In the excerpt below about generating training images with a virtual camera, what does the detection portion use to obtain information about the workpieces?

__EXCERPT PROVIDED__

******

As described above, the learning portion 233 obtains each of the image data I₁, ..., I_n generated by the virtual camera 401V on the basis of the image pickup operation by the virtual camera 401V, from the image generation portion 235. Further, the learning portion 233 obtains the learned model M1 by machine learning using teacher data including the image data I₁, ..., I_n as input data and the tag information 4 ₁, ..., and 4 _n as output data.
Here, the number of data sets in each level is preferably a predetermined number. For example, in the case of setting the number of the data sets DS₁ for the first level to 100, the number of the data sets DS_j for the j-th level and the number of the data sets DS_n for the n-th level are each preferably also set to 100. The algorithm for determining the predetermined number is, for example, as described in the first embodiment.
As described above, the image generation portion 235 is capable of causing the virtual camera 401V to image the virtual workpieces WV put into the virtual container 30V at various packing ratios and obtaining image data I₁, ..., I_n thereof. The learning portion 233 is capable of learning the data sets including the obtained image data by machine learning, and thus reflecting a wide variety of situations of the surroundings of the virtual workpieces WV serving as holding targets on the learned model M1. The learned model M1 generated by the learning portion 233 is loaded by the detection portion 234. The detection portion 234 obtains information of the workpieces W by using the learned model M1, and is thus capable of stably obtaining the information of the workpieces W regardless of the packing ratio of the workpieces W, that is, the number of the workpieces W in the container 30.

******

__INFORMATION PROVIDED__
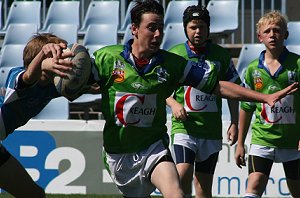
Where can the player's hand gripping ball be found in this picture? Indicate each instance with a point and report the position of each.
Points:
(72, 86)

******

__EXERCISE RESPONSE__
The learned model M1.